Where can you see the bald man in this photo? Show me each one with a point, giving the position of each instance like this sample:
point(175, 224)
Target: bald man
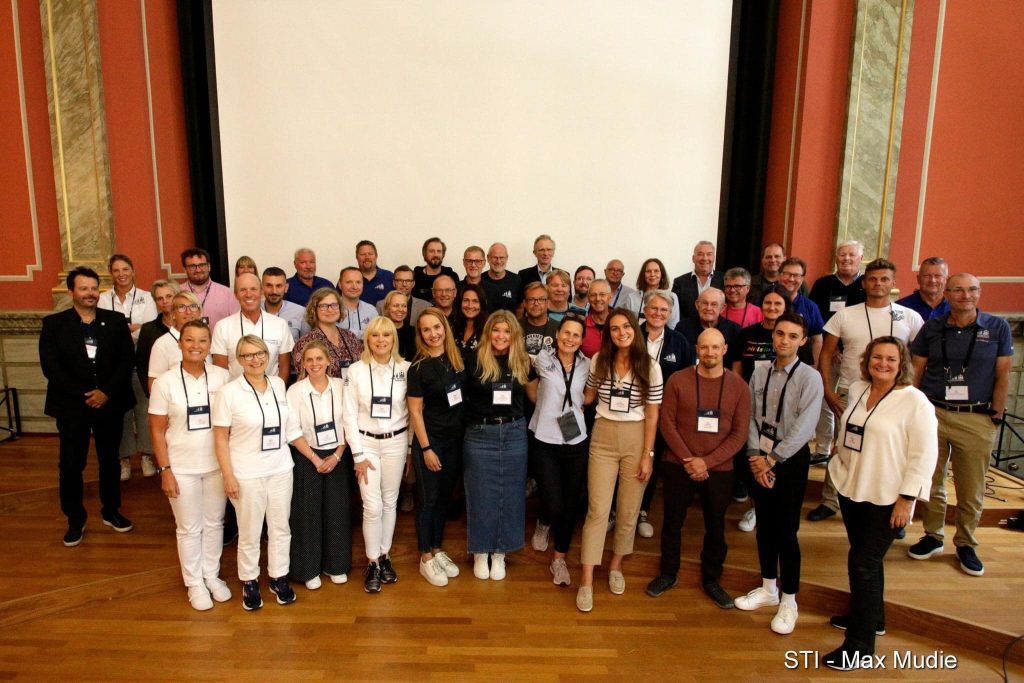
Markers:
point(704, 420)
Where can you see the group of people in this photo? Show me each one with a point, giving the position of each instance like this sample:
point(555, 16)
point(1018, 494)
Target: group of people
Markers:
point(264, 401)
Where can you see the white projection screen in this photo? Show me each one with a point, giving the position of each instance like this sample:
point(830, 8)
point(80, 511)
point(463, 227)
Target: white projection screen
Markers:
point(599, 122)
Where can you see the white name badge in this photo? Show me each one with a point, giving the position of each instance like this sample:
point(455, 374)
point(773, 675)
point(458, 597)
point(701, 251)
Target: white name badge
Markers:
point(502, 394)
point(380, 407)
point(198, 418)
point(708, 422)
point(271, 438)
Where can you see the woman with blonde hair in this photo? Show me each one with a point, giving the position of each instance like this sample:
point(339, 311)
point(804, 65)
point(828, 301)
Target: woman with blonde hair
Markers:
point(495, 445)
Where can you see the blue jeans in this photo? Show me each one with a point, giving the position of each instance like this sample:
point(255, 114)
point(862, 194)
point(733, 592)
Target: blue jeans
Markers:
point(495, 459)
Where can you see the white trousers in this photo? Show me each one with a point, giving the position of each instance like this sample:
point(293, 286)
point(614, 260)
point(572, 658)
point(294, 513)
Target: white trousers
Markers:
point(270, 498)
point(199, 513)
point(380, 493)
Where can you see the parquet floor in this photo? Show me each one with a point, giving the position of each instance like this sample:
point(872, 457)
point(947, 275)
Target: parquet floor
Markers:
point(114, 608)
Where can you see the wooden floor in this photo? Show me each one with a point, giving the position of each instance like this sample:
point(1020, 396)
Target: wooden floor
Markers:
point(115, 607)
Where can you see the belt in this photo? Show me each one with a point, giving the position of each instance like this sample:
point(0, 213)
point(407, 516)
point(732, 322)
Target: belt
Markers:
point(963, 408)
point(494, 421)
point(385, 434)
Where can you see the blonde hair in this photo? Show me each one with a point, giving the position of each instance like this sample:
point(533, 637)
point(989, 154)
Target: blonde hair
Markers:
point(381, 324)
point(489, 371)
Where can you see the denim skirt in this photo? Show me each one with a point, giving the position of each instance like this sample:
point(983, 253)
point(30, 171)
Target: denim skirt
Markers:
point(495, 458)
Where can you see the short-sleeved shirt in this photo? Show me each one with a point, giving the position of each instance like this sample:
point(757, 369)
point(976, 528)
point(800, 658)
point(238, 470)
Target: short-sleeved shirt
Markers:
point(992, 340)
point(189, 452)
point(638, 401)
point(431, 379)
point(269, 328)
point(247, 412)
point(551, 396)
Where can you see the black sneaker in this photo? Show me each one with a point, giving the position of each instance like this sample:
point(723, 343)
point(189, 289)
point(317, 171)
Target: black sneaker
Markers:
point(118, 522)
point(250, 595)
point(280, 587)
point(658, 585)
point(372, 579)
point(74, 536)
point(718, 595)
point(927, 547)
point(842, 622)
point(388, 574)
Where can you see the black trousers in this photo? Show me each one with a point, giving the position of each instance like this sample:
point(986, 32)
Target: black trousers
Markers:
point(322, 525)
point(778, 520)
point(715, 494)
point(561, 471)
point(869, 534)
point(105, 427)
point(434, 489)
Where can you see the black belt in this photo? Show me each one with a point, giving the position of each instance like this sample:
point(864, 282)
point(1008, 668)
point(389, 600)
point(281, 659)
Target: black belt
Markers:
point(385, 434)
point(963, 408)
point(493, 421)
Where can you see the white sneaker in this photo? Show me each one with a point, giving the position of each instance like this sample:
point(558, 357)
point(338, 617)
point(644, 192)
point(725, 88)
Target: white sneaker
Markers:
point(759, 597)
point(432, 571)
point(498, 566)
point(749, 521)
point(644, 528)
point(480, 568)
point(218, 589)
point(540, 542)
point(445, 563)
point(199, 598)
point(784, 620)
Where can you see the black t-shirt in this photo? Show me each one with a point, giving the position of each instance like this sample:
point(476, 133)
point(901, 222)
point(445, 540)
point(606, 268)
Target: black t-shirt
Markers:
point(430, 380)
point(479, 394)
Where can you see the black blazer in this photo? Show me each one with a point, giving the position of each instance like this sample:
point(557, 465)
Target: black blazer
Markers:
point(685, 288)
point(69, 371)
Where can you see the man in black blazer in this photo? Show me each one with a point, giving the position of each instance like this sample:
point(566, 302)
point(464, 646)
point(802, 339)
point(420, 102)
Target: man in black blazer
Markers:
point(87, 355)
point(689, 287)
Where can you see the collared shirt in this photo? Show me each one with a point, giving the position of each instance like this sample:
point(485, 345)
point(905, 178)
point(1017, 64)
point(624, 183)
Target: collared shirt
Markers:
point(303, 398)
point(174, 391)
point(992, 340)
point(391, 380)
point(138, 306)
point(915, 302)
point(299, 293)
point(271, 329)
point(800, 412)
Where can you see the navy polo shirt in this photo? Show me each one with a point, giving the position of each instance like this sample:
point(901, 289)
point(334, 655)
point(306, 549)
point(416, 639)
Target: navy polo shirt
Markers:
point(992, 341)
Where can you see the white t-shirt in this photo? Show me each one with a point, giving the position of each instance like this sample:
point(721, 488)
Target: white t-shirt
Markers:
point(852, 327)
point(189, 452)
point(247, 412)
point(271, 329)
point(307, 407)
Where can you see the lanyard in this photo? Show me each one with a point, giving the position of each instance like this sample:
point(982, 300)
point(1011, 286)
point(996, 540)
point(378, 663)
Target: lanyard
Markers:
point(868, 318)
point(721, 390)
point(781, 396)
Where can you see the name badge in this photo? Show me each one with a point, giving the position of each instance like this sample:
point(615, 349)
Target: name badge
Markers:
point(271, 438)
point(767, 440)
point(502, 393)
point(619, 400)
point(854, 438)
point(198, 418)
point(380, 407)
point(708, 421)
point(568, 426)
point(327, 434)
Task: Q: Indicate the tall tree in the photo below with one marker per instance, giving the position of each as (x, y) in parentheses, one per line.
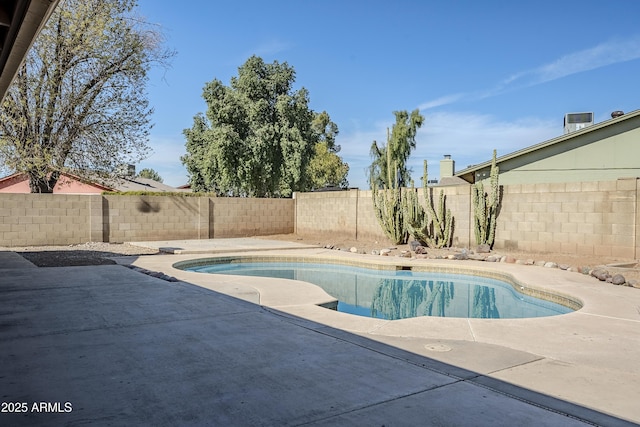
(399, 144)
(258, 135)
(327, 169)
(79, 102)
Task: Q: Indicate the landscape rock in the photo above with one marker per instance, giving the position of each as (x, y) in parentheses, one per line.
(600, 274)
(618, 279)
(420, 250)
(483, 249)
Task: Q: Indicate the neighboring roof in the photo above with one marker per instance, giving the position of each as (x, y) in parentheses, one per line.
(20, 24)
(121, 184)
(451, 180)
(140, 184)
(468, 174)
(16, 178)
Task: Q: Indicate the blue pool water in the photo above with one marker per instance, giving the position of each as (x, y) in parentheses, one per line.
(391, 294)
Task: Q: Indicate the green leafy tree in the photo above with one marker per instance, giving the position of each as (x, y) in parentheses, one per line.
(399, 144)
(150, 174)
(79, 101)
(388, 173)
(258, 136)
(326, 168)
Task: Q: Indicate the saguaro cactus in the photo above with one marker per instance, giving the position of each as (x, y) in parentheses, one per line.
(433, 227)
(387, 204)
(486, 207)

### To do
Reproduce every line exactly and omit all pictures.

### Result of this exercise
Where can you see the bald man in this photo? Show me each one with a point, giving the position of each instance like this sample:
point(175, 224)
Target: bald man
Markers:
point(704, 420)
Where can you see the group of people in this photo? Show me each one with a point, giving the position of each instance like this sample:
point(555, 16)
point(1018, 494)
Target: group of people
Markers:
point(264, 401)
Where can you see the white projection screen in this photo? Show me each one with a point, giving the position of each instance like this sample:
point(830, 8)
point(80, 511)
point(463, 227)
Target: white projection screen
Markers:
point(599, 122)
Where can you see the white name badge in this photo? Show me each one with a point, giving the position of each instance like this sample:
point(455, 374)
point(773, 675)
point(458, 597)
point(701, 251)
Target: white name badge
Markers:
point(502, 394)
point(380, 407)
point(198, 418)
point(708, 422)
point(271, 438)
Where can you see the woman with blonde hair in this photo? Show me each one with a point, giving the position of each instance like this sample:
point(339, 311)
point(804, 65)
point(828, 301)
Target: woman with blonde hair
Markers:
point(495, 445)
Where can you see the blue jeans in this photo? Show me each one with a point, giving the position of each instance like this sample:
point(255, 114)
point(862, 194)
point(733, 592)
Target: blue jeans
Markers:
point(495, 459)
Where can you see the white trousers in this photo? Show me each one with a point, giving the position of each instance like this sample:
point(293, 286)
point(614, 260)
point(572, 658)
point(294, 513)
Target: white trousers
Markers:
point(270, 498)
point(199, 513)
point(380, 493)
Where can you see the parquet floor in this photo? Show me each one with a point, giving the position of each instance like this sample:
point(872, 457)
point(947, 275)
Target: parquet floor
Markers:
point(114, 608)
Where can you see the wooden floor in this photo? Show me each one with a point, giving the position of each instance like this sample:
point(1020, 396)
Target: wooden floor
Markers:
point(115, 607)
Where can you see the belt in this photo? Show me each one with a point, giving the position of each instance like this sample:
point(0, 213)
point(407, 516)
point(732, 322)
Target: belt
Markers:
point(963, 408)
point(494, 421)
point(385, 434)
Where can you see the blonde hair in this photo? Show me each one with a point, giving the position of each instance like this sample:
point(533, 637)
point(989, 154)
Target: blonde hair
Markers:
point(381, 324)
point(489, 371)
Where can you see the denim skirt in this photo? Show me each one with a point, giving the position of each instance like this sample:
point(983, 253)
point(30, 171)
Target: denim skirt
Markers:
point(495, 458)
Where can you see the short-sleeved shirt in this photo? Show me each one with a point, giving the position of each instance like this sample:
point(757, 369)
point(976, 528)
point(800, 658)
point(238, 470)
Target: short-sleeved shirt
Markers:
point(992, 340)
point(189, 452)
point(638, 401)
point(431, 379)
point(269, 328)
point(247, 412)
point(551, 396)
Where can you see the black sneaker in this photo? Show me each one with a point, giving the position of each instance like this sample:
point(723, 343)
point(189, 289)
point(317, 171)
Target: black sneaker
Markers:
point(118, 522)
point(250, 595)
point(280, 587)
point(658, 585)
point(372, 579)
point(74, 536)
point(718, 595)
point(927, 547)
point(842, 622)
point(388, 574)
Where can you see the black trousers in this photo? Show me each one with a point, giving the position of each instance like this sample:
point(986, 32)
Target: black trousers
Markers:
point(322, 525)
point(778, 520)
point(715, 494)
point(561, 471)
point(869, 534)
point(105, 427)
point(434, 489)
Where can you see the black belt in this photo? Show me each one with a point, giving the position of each instance like this sample:
point(864, 282)
point(1008, 668)
point(389, 600)
point(281, 659)
Target: black belt
Markers:
point(385, 434)
point(963, 408)
point(493, 421)
Where can you see the white sneaker in this photo? Show me each one with a point, giving the position of each instance like this sample:
point(558, 357)
point(338, 617)
point(644, 192)
point(725, 88)
Target: white sneaker
Markers:
point(759, 597)
point(432, 571)
point(498, 566)
point(749, 521)
point(644, 528)
point(480, 568)
point(218, 589)
point(540, 542)
point(445, 563)
point(199, 598)
point(784, 620)
Where can you see the black t-shirt in this photo? Show me each one with a point, giving the position of each instance like this sample:
point(476, 133)
point(901, 222)
point(445, 540)
point(606, 268)
Target: black t-shirt
Markers:
point(430, 380)
point(479, 394)
Where can you see the black blazer in this photo? Show me each one with a point, giving the position of each instance like this sample:
point(557, 465)
Target: black blazer
Markers:
point(685, 288)
point(69, 371)
Where can you see the man in black blazer in this photo? Show me each one with a point, giving the position of each instance like this sample:
point(566, 302)
point(464, 646)
point(802, 339)
point(420, 102)
Target: man in black blazer
Markers:
point(87, 355)
point(689, 287)
Where can you see the collared shirt in this photo? Show me each one with a point, giving the position of each instance like this sample:
point(485, 345)
point(905, 178)
point(1017, 64)
point(624, 183)
Target: collared shirt
Markers:
point(303, 398)
point(174, 391)
point(992, 340)
point(391, 380)
point(138, 306)
point(915, 302)
point(299, 293)
point(271, 329)
point(800, 412)
Where can you see the navy polo shirt in this photo? Show me each one with a point, giving the position of each instance like this sample:
point(901, 289)
point(334, 655)
point(306, 549)
point(416, 639)
Target: navy polo shirt
Markers:
point(992, 341)
Where can you see the white t-shirt in this photo? Show me each one with a point, giving the position of each instance like this sample:
point(721, 488)
Target: white t-shirt
Markers:
point(852, 327)
point(189, 452)
point(247, 412)
point(271, 329)
point(307, 407)
Where can you see the lanyard in this photo? Show me each one with a point, giving the position of each instance like this sample:
point(982, 300)
point(1011, 286)
point(996, 540)
point(378, 663)
Target: lanyard
Markers:
point(868, 318)
point(721, 390)
point(781, 396)
Where can you see the name badge in this photo? Show me each one with a point, giving the position of each instance like this sample:
point(615, 349)
Target: name badge
Markers:
point(271, 438)
point(767, 440)
point(502, 393)
point(619, 400)
point(854, 438)
point(198, 418)
point(380, 407)
point(708, 421)
point(568, 426)
point(327, 434)
Task: Q: Indicate the tall tree in the photo below with one marker per instance, giving the position of each as (x, y) in parentheses, one per line.
(399, 144)
(258, 135)
(327, 169)
(79, 102)
Task: Q: Indicate the landscape rock in the photo above with one marker per instance, giving the position of each as (x, y) in parentheses, one per line.
(600, 274)
(618, 279)
(420, 250)
(483, 249)
Task: Q: Indicate the neighboring roof in the photo above with one marker per instance, giving the position of each as (x, y) in parentheses, one per line.
(20, 24)
(121, 184)
(451, 180)
(140, 184)
(468, 174)
(16, 178)
Task: Q: Indicate the blue pool water in the photo above with one marker per instance, giving the position of each as (x, y) in parentheses, one per line.
(391, 294)
Task: Q: Indicate the green leafy tree in the photo above with one marker per instance, giving the position of each as (x, y) in parentheses, one per line.
(399, 144)
(150, 174)
(79, 101)
(388, 173)
(258, 136)
(326, 168)
Task: Q: Indicate the saguaro cactus in the photo above with one marker per instance, giving the position of each as (x, y) in parentheses, one per line.
(433, 227)
(387, 204)
(486, 207)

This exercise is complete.